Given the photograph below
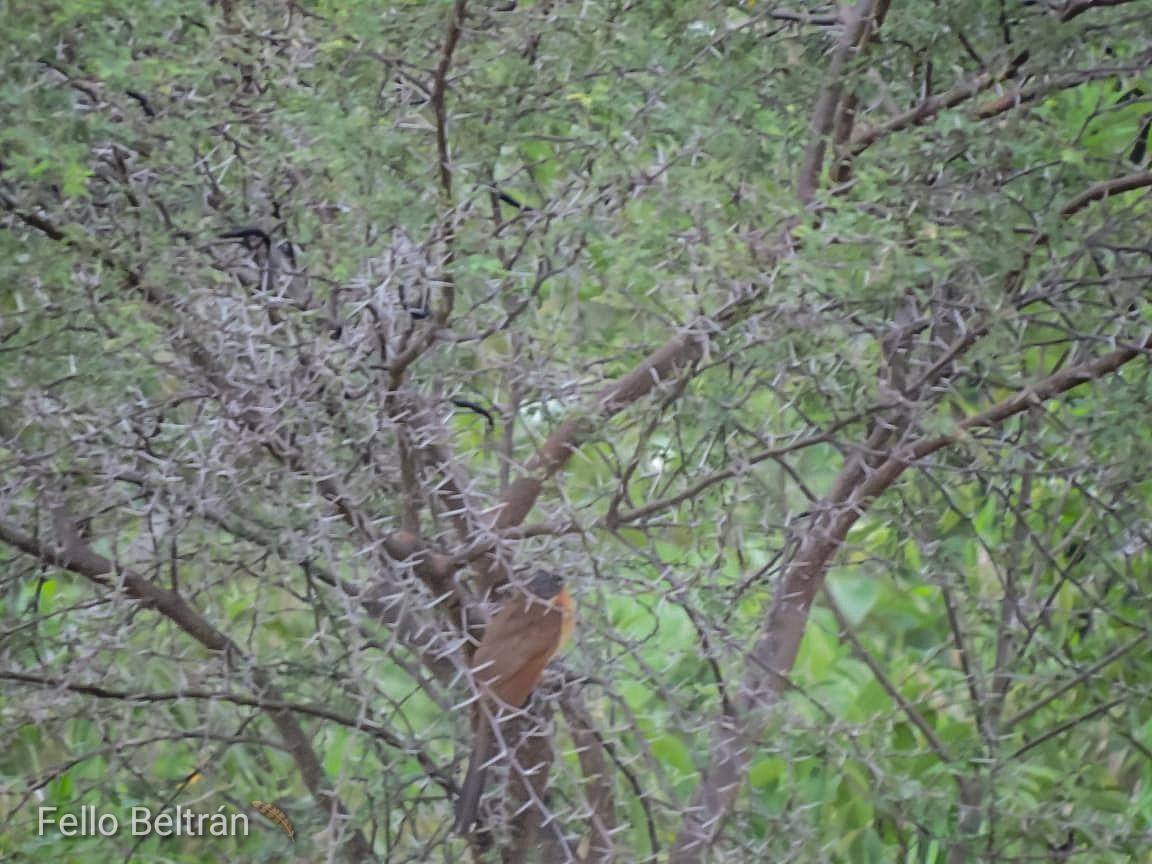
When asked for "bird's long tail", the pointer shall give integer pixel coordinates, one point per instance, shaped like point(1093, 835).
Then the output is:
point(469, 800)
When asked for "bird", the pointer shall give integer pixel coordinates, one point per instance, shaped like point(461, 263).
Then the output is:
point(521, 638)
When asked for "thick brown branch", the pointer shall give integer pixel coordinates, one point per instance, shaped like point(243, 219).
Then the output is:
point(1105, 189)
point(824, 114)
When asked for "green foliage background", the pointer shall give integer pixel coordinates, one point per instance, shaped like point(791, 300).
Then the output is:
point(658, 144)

———

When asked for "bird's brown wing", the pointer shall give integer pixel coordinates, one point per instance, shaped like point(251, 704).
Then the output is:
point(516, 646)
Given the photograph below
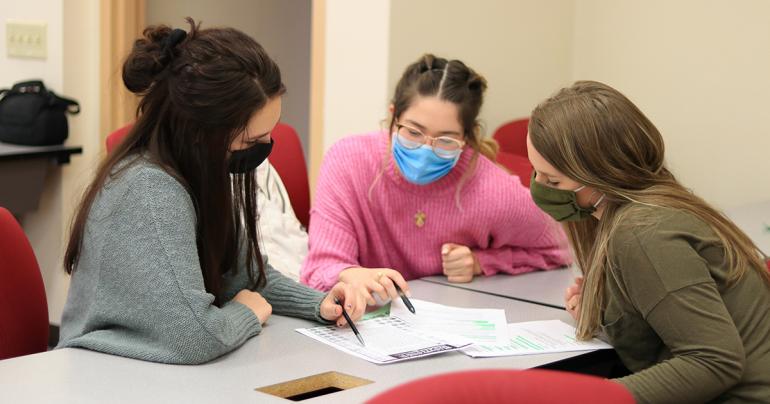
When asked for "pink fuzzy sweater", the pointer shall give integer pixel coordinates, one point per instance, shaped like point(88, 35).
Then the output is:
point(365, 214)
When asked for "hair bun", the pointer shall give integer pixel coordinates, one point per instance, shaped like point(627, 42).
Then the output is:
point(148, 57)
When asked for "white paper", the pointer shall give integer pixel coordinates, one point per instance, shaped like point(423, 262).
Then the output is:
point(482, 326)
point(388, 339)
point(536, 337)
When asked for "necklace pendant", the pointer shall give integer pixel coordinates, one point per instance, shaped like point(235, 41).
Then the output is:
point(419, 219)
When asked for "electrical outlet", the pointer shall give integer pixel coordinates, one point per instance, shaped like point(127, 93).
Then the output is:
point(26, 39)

———

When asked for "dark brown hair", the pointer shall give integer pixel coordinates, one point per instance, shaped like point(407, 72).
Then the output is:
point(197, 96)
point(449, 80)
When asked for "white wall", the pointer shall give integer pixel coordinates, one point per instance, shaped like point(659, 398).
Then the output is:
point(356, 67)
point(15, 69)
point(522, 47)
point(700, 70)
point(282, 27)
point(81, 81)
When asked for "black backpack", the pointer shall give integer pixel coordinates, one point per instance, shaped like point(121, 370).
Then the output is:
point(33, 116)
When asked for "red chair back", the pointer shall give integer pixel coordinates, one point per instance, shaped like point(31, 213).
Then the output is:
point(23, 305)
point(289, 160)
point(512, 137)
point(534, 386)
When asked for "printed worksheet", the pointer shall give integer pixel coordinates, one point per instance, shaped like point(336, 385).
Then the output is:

———

[Given task] Rescale the lines from the one containing "like point(235, 41)." down through the one containing "point(26, 39)", both included, by copying only those lines in full with every answer coordinate multiplied by 0.2 and rounded to whole numbers, halves rounded up. Keep the sample coordinates after "shaped like" and all other text unchanged.

[Complete answer]
When asked for "necklace pendant", the pointer shall give integer pixel coordinates, one point per instance, shaped like point(235, 41).
Then the output is:
point(84, 44)
When asked for "electrical outlet", the pointer shall give integer pixel coordinates, one point per instance, shaped like point(127, 93).
Then the output is:
point(5, 8)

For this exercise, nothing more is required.